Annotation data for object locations
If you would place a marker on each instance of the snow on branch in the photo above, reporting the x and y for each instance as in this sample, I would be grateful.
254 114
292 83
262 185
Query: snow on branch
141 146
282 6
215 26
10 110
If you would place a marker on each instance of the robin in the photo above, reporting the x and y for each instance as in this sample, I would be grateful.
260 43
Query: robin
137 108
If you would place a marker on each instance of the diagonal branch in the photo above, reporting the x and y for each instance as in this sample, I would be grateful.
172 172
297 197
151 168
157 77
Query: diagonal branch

> [Prompt]: Write out every row above again, requests included, and shift each coordinate in the answers by adding 139 to it. Keep the sample coordinates within the requests unchanged.

> [Output for this exercise]:
If you would place a marker on each instance of the snow on branch in the photo above, reporting the x and y for each instance as in this sample, I would be grateful.
254 114
292 83
262 185
Query: snow on branch
280 285
421 145
354 165
149 249
If you would place a marker on each instance of the robin in the photo above, reporting the x and y for each instance as in this sample, I would be grateful.
260 43
Query: robin
276 247
If you would place a marker on each instance of the diagonal branch in the photo above, reporting the x and y for each instance as in this sample, I would be grateful.
172 172
297 197
151 168
157 77
Query: diagonal branch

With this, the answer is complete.